• _Assigned task_
Answer these from the article on MCP context bloat below:
(a) How many tools does the GitHub MCP define, and how many tokens does it take up?
(b) What share of breaches does the article attribute to third-party code?
(c) How many MCP servers does the marketing AI agent run?

• _Source text_
MCP Context Bloat: When Your AI Agent Gets Dependency Hell

I’ve been working with AI coding agents for the past few months, and we’ve hit an interesting problem. It’s not a bug. It’s not a missing feature. It’s something much more familiar: dependency hell.

Except this time, it’s not npm packages or Python libraries. It’s Model Context Protocol (MCP) servers.

The Problem Anthropic Just Named

Anthropic published a blog post that finally named what we’d been experiencing: MCP context bloat. When you connect an AI agent to multiple MCP servers, every single tool definition loads into the context window upfront.

The numbers are brutal. Connect to a few popular MCP servers, and you can easily consume 50,000+ tokens before the agent even looks at your code. As Simon Willison noted, the GitHub MCP alone defines 93 tools and eats 55,000 tokens.

Run 20 MCP servers like some setups recommend? You’re out of context after five short prompts.

This felt familiar. Too familiar.

This Is Just Dependency Management

If you’ve ever run npm install and watched your node_modules folder balloon to 300MB for a “hello world” app, you know this pattern. We learned these lessons with package managers:

More dependencies = more surface area for problems
Transitive dependencies compound the issue
You pay the cost whether you use them or not

The software supply chain security world has been screaming about this for years. According to recent studies, 84% of codebases include at least one known open-source vulnerability. Third-party code is now responsible for 30% of breaches.

Craig McLuckie, who I worked with at VMware on Tanzu, saw this coming. He co-founded Stacklok to tackle software supply chain security. Their tools help developers understand and control what they’re actually depending on. They have an interesting product acts as a proxy between your Agent and the Frontier LLM that powers it. It edits the MCP calls on the fly, only sending what you need to your LLM. Very interesting, with some potential sharp edges.

MCP needs the same thinking.

What We’re Doing About It

We run a marketing AI agent that manages three blogs, integrates with Google Analytics, generates images, schedules tasks, and more. It would be easy to connect 20 MCP servers. We’re running six.

Here’s how we decide:

1. Start with Zero, Add with Purpose

Every MCP server has to justify its token cost. We don’t install something because it might be useful. We add it when we hit a specific, recurring need.

Example: We added the Google Analytics MCP after manually checking stats became a daily task. The scheduler MCP came after we needed reliable automation. Both earned their context space.

• _Provided data_
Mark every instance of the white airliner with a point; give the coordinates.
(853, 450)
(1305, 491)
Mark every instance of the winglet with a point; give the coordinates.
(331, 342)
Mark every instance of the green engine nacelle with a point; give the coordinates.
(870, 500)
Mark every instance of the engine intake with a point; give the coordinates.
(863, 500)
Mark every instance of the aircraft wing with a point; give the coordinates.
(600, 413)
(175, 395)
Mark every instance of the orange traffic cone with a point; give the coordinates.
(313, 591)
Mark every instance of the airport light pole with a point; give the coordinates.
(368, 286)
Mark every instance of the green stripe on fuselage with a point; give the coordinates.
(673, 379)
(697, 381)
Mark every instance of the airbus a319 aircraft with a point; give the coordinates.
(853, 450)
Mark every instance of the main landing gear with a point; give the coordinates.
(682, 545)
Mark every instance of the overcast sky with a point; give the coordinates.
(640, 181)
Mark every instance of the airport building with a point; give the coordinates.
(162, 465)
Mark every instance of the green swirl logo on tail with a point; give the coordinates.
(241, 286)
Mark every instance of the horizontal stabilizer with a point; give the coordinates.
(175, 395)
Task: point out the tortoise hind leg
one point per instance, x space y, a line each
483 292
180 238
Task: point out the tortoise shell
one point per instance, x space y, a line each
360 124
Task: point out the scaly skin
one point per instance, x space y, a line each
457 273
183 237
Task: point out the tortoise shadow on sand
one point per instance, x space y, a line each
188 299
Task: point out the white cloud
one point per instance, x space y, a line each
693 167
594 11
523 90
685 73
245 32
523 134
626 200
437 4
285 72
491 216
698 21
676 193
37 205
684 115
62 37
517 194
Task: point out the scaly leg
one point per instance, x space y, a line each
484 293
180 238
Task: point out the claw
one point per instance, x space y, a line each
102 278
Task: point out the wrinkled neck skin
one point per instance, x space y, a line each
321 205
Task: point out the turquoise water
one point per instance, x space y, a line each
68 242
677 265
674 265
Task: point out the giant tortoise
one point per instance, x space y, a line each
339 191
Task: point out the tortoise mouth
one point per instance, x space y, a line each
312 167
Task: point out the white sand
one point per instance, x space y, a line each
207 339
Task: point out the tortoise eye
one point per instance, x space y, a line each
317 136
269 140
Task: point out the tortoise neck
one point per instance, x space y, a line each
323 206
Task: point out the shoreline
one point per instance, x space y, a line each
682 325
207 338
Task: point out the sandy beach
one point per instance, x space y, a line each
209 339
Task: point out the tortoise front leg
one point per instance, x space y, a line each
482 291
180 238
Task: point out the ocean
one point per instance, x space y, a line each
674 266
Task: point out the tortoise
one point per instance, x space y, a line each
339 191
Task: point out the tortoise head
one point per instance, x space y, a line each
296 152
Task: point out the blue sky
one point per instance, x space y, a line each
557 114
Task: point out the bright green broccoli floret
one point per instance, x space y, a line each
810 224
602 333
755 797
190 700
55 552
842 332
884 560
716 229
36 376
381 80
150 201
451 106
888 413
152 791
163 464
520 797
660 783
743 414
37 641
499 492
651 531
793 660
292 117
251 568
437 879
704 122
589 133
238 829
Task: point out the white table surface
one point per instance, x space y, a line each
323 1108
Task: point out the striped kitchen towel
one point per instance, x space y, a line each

• _Written reply_
(a) 93 tools and 55,000 tokens.
(b) 30%.
(c) Six.